● **GOAL OF THE EXERCISE**:
Please copy the data starting at the line that contains "Target: sleeve cuff" and ending at the line that contains "column 454, row 124", both included, substituting "dark" for "brown" and leaving everything else unchanged.

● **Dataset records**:
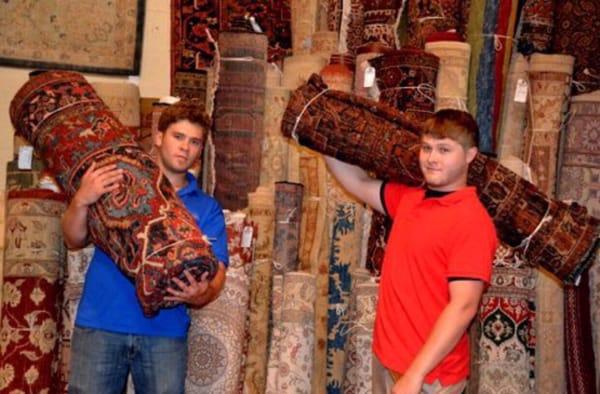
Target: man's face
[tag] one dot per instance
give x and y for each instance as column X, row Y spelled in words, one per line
column 444, row 163
column 179, row 146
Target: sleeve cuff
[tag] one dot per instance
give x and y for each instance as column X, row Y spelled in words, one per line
column 382, row 197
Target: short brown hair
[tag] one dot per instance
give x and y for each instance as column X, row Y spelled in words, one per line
column 188, row 110
column 454, row 124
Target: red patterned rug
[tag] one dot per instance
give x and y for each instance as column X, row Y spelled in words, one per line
column 143, row 226
column 191, row 49
column 272, row 16
column 29, row 345
column 557, row 236
column 239, row 117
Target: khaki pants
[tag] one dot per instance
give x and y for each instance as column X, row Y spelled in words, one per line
column 384, row 379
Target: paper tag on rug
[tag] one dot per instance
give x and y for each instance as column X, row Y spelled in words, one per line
column 25, row 157
column 369, row 79
column 521, row 91
column 247, row 237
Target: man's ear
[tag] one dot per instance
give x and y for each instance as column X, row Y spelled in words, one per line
column 471, row 153
column 157, row 138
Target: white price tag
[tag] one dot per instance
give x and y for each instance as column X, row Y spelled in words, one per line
column 255, row 25
column 25, row 157
column 521, row 91
column 369, row 79
column 247, row 237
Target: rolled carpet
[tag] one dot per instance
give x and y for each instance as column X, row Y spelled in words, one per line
column 142, row 226
column 558, row 236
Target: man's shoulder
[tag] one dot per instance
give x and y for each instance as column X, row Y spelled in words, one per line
column 201, row 198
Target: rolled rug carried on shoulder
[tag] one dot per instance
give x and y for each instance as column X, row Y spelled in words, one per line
column 562, row 238
column 142, row 226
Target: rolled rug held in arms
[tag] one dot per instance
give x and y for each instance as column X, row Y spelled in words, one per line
column 142, row 226
column 560, row 237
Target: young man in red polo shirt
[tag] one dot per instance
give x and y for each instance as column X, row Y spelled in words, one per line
column 437, row 262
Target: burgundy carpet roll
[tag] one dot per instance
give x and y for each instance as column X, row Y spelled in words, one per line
column 239, row 117
column 407, row 79
column 557, row 236
column 142, row 226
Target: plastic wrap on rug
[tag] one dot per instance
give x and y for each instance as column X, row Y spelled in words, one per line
column 558, row 236
column 512, row 129
column 579, row 175
column 239, row 116
column 142, row 226
column 549, row 81
column 377, row 240
column 288, row 213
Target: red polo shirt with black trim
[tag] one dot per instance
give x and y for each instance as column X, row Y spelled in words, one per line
column 432, row 240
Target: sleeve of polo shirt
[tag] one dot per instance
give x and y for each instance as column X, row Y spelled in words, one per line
column 391, row 193
column 216, row 224
column 472, row 249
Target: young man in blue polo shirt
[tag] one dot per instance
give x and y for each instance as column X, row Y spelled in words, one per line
column 112, row 337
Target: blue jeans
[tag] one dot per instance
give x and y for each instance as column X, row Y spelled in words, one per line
column 102, row 360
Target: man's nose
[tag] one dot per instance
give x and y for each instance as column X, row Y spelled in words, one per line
column 185, row 145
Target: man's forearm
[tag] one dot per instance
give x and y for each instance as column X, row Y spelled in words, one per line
column 356, row 181
column 447, row 331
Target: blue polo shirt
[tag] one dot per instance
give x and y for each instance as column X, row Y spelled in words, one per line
column 109, row 301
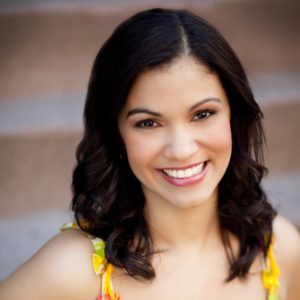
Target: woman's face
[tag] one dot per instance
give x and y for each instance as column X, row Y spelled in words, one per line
column 176, row 129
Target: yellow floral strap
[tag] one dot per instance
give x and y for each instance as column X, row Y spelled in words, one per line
column 100, row 265
column 270, row 275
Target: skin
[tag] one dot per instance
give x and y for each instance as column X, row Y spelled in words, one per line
column 182, row 219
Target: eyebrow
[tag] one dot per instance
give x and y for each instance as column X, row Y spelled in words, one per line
column 156, row 114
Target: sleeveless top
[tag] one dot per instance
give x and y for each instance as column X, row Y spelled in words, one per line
column 270, row 273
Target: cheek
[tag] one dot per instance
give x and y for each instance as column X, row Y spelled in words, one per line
column 221, row 139
column 141, row 150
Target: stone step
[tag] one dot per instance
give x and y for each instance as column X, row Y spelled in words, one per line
column 50, row 51
column 36, row 166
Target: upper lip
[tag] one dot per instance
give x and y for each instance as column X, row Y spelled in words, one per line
column 183, row 168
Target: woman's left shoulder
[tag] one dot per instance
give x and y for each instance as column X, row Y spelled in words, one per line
column 287, row 236
column 287, row 252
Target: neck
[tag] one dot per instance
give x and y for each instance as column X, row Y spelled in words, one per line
column 181, row 228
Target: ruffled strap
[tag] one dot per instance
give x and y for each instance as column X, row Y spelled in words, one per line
column 100, row 265
column 271, row 273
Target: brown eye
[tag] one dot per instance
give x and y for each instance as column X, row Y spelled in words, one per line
column 146, row 124
column 202, row 115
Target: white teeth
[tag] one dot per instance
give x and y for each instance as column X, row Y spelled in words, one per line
column 185, row 173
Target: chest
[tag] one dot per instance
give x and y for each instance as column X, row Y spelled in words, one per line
column 191, row 282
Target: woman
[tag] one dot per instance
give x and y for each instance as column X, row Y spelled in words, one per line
column 169, row 175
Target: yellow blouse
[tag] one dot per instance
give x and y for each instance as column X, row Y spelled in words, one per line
column 270, row 274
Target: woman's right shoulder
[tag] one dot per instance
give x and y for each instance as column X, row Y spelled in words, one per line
column 61, row 269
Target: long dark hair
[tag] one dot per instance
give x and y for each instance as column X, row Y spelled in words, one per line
column 108, row 197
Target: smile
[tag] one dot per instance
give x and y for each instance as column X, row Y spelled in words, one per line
column 185, row 173
column 187, row 176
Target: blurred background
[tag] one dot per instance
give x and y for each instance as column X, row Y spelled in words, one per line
column 47, row 48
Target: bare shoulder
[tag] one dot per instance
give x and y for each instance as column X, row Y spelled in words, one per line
column 287, row 237
column 288, row 254
column 61, row 269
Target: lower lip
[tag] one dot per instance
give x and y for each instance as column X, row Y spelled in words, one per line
column 186, row 181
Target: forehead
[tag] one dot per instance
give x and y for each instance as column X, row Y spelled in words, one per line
column 182, row 82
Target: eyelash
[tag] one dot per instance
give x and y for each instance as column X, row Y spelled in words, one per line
column 141, row 124
column 153, row 124
column 208, row 113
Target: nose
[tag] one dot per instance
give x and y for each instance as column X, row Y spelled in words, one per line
column 181, row 144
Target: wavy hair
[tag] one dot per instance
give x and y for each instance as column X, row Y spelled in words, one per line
column 107, row 195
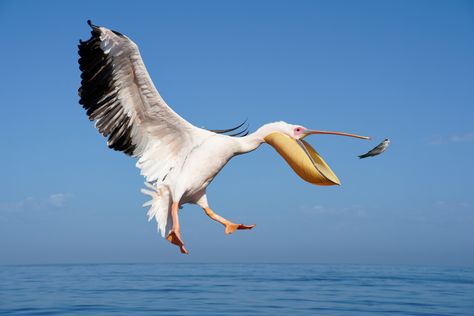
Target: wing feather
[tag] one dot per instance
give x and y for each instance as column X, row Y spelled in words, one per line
column 117, row 93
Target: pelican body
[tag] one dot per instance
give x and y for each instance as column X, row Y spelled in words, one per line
column 177, row 159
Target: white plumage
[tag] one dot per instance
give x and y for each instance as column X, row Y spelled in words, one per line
column 177, row 159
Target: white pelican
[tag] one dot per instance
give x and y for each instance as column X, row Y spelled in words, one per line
column 177, row 159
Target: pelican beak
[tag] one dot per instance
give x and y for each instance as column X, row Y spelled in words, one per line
column 312, row 132
column 304, row 159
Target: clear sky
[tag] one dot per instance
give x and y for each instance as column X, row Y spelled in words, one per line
column 397, row 69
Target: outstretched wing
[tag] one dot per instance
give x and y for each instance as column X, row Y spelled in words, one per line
column 120, row 97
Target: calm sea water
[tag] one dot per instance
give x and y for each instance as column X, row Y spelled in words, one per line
column 235, row 289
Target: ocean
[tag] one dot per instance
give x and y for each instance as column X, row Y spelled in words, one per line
column 235, row 289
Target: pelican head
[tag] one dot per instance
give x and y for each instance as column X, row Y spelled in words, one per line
column 287, row 139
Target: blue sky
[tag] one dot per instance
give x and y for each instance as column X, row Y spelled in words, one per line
column 397, row 69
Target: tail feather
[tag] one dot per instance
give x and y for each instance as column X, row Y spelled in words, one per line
column 160, row 205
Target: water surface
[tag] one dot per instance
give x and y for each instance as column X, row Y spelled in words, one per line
column 235, row 289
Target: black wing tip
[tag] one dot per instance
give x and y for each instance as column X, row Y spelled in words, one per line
column 238, row 133
column 89, row 22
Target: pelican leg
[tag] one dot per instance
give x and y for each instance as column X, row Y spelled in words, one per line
column 174, row 236
column 229, row 226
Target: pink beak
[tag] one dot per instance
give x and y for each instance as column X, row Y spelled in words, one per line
column 311, row 132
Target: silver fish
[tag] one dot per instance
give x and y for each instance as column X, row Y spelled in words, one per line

● **COMPLETE OUTPUT**:
Target: sleeve cuff
[tag] one dot per instance
give x and y for each instance as column X, row Y spelled in words, one per line
column 382, row 197
Target: short dark hair
[tag] one dot per instance
give x and y for each instance as column X, row Y spelled in words, one per line
column 188, row 110
column 454, row 124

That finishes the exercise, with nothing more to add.